[Görev listesi]
[1] Verilen metinde "Zamanın hangi zaman" ifadesinden "gölgeli yanına gidelim." ifadesine kadar uzanan bölümü olduğu gibi çıkarın.
[2] Siyasetçiler ve tarihteki "eğer" sorusu üzerine yazılmış yazıyı kaldığı yerden sürdürün.

[Verilen metin]
◆ ◆ ◆

‘Yeter ki altınıza kırmızı halı çekilsin, istikameti sizi hiç ilgilendirmiyor!’
Charles De Gaulle,
Tüm politikacılar için ettiği mükemmel tarif.
Geçen yazımda (Macaristan) Aslan Sosyal Demokratlar fazlaca giydirdiğim yolunda bir iki tenkit aldım.
Doğrudur, ben Sosyal Demokrasiyi değil ama Sosyal Demokratları adam yerine koymam. Zamanı geldiğinde kafasını kırmaktan korkan siyasetçiye yüz vermem.
Evet, arkadaş, gerektiğinde kafa kıracaksın, gerektiğinde kafanın kırılmasına hazır olacaksın. Yok öyle ortada sırnaşık dolaşıp her iki tarafında suyuna gitmek.
Zamanın hangi zaman olduğunu görmezlikten gelip ‘ama efem!’ laflarıyla tur atmak devrinin bittiğini göremiyorsan…
Hadi başka kapıya.
Sanırım yeterince açık.
Bugün yine tarihte biraz dolanıp tarih okurlarının çok sevdiği pro tarihçilerin ise nefret ederken haz aldıkları bir konuyu işleyelim.
Tarihte ‘eğer’ sorusunun iğfal edici gölgeli yanına gidelim.
Mesela;
‘Eğer’ Napolyon Waterlo da kazansaydı ne olurdu?

◆ ◆ ◆

[Veriler]
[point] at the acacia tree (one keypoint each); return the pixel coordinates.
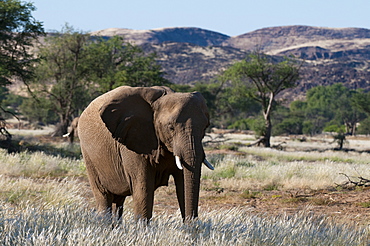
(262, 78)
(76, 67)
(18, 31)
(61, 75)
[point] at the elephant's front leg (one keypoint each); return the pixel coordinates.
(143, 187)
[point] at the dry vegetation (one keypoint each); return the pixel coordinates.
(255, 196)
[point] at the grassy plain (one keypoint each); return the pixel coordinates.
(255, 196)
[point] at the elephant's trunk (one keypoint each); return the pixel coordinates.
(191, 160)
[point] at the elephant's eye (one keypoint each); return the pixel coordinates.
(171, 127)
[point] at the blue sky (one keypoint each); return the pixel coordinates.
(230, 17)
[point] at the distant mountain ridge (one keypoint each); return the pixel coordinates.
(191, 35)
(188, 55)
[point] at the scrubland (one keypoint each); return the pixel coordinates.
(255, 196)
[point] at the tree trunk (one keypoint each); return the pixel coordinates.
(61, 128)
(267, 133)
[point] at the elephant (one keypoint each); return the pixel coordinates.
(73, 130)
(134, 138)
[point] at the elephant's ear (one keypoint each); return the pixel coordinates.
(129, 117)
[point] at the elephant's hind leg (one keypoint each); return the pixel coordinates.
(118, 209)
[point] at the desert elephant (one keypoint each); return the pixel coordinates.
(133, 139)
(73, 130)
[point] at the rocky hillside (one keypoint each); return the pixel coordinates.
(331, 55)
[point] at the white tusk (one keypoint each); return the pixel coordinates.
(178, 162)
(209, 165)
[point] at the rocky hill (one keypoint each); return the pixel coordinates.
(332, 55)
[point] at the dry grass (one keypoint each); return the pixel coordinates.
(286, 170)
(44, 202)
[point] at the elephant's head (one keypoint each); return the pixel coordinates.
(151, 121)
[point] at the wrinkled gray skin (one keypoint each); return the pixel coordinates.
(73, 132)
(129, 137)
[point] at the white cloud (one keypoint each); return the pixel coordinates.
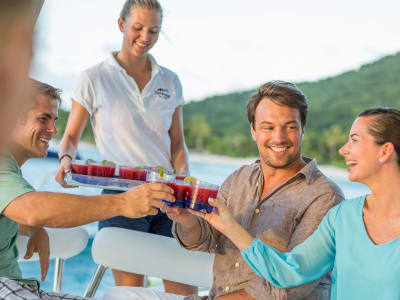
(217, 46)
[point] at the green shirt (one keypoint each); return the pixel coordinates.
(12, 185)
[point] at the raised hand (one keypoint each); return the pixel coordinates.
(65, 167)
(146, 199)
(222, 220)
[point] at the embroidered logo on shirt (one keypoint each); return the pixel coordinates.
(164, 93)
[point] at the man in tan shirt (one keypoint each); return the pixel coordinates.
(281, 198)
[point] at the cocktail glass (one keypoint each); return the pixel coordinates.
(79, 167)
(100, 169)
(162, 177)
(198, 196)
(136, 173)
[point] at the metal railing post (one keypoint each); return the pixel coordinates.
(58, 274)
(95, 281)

◆ ◆ ◆

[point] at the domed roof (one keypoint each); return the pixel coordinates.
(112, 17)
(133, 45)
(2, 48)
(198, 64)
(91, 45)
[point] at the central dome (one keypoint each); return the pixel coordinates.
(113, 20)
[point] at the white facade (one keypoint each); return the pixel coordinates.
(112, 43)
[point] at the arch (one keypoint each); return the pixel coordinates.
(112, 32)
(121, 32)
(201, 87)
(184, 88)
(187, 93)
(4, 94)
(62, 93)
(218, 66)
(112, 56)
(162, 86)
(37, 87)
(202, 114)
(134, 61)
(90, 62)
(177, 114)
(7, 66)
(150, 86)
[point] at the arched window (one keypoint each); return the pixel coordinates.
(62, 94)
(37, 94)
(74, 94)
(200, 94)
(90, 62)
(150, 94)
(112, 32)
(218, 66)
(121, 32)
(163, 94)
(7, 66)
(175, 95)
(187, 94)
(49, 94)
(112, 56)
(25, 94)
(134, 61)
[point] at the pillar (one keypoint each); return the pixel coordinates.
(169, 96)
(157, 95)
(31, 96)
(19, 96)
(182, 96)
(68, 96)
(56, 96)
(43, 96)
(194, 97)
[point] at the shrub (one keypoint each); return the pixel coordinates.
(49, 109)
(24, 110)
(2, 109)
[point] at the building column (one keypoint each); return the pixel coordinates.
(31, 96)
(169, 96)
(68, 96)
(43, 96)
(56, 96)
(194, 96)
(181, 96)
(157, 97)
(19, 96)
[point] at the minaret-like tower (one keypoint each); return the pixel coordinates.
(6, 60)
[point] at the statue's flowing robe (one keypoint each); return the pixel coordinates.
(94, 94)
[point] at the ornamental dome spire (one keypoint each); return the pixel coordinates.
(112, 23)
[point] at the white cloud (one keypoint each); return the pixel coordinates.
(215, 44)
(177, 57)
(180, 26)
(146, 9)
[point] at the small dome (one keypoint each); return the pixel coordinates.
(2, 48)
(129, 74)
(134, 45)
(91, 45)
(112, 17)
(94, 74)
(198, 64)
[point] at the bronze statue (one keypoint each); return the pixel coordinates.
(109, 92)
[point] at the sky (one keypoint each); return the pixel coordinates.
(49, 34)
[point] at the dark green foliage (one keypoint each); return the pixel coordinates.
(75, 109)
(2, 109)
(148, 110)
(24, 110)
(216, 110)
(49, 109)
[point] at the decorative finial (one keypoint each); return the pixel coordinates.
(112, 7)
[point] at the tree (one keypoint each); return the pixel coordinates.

◆ ◆ ◆

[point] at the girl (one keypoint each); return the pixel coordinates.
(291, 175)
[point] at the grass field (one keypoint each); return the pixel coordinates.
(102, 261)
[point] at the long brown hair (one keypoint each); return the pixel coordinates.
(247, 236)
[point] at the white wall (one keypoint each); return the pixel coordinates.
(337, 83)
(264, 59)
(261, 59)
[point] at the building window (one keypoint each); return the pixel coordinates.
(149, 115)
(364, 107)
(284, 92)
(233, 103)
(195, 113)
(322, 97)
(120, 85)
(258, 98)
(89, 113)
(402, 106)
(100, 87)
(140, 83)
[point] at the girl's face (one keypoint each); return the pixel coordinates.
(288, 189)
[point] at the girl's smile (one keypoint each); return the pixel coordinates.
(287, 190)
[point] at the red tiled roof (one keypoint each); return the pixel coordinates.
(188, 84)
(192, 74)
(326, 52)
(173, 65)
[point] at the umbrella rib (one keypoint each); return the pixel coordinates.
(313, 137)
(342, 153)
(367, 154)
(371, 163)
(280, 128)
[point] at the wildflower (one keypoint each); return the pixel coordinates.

◆ ◆ ◆

[Alıştırma sonuçları]
[1]
Zamanın hangi zaman olduğunu görmezlikten gelip ‘ama efem!’ laflarıyla tur atmak devrinin bittiğini göremiyorsan…
Hadi başka kapıya.
Sanırım yeterince açık.
Bugün yine tarihte biraz dolanıp tarih okurlarının çok sevdiği pro tarihçilerin ise nefret ederken haz aldıkları bir konuyu işleyelim.
Tarihte ‘eğer’ sorusunun iğfal edici gölgeli yanına gidelim.

[2]
Veya 1914 de ‘eğer’ Avusturya-Macaristan veliahdı sağ kalsaydı ne olurdu?
Çanakkale Savaşı’nda o şarapnel parçası Mustafa Kemal’i öldürseydi ne olurdu?
Kurtuluş Savaşı’nın son taarruzunda Gazi Paşamız şehit olsaydı ne olurdu?
Hitler eğer 1923, 9 Kasımı’nda vurulsaydı ne olurdu?
Bazı değerli okurlarımız, günlük yazıları tercih ediyor, öyledir. Günlük siyasi ve sosyal olayları değerlendiren köşe yazıları hamburger yemek gibidir. Kolay tüketilir, hangi mahallenin sakini iseniz (siyasi manada) size biraz güç verir gibidir. Hoşunuza gider, ‘amma güzel giydirmiş!’ falan dersiniz. İnternet ortamında paylaşırsınız. Emojilerle ‘alkış’ falan da alırsınız.
E, çünkü kolaydır klavye tetikçiliği, silahşorluğu.
Hele ulusal basında yazan kerameti kendinden menkul arkadaşlardan ödünç alınan fikirlerle masalarda konferanslarda poz kesmek gibisi yoktur.
Sanırsınız ki, o şahsiyetler de sizden biri, yiğitçe muhalefet ediyor veya neyse iktidarınızı savunuyor.
Umurlarında bile değilsiniz, onlar bu gerilimli ortamı kendi rahat koltuklarından körükleyerek zengin oluyorlar.
Hem de öyle böyle değil.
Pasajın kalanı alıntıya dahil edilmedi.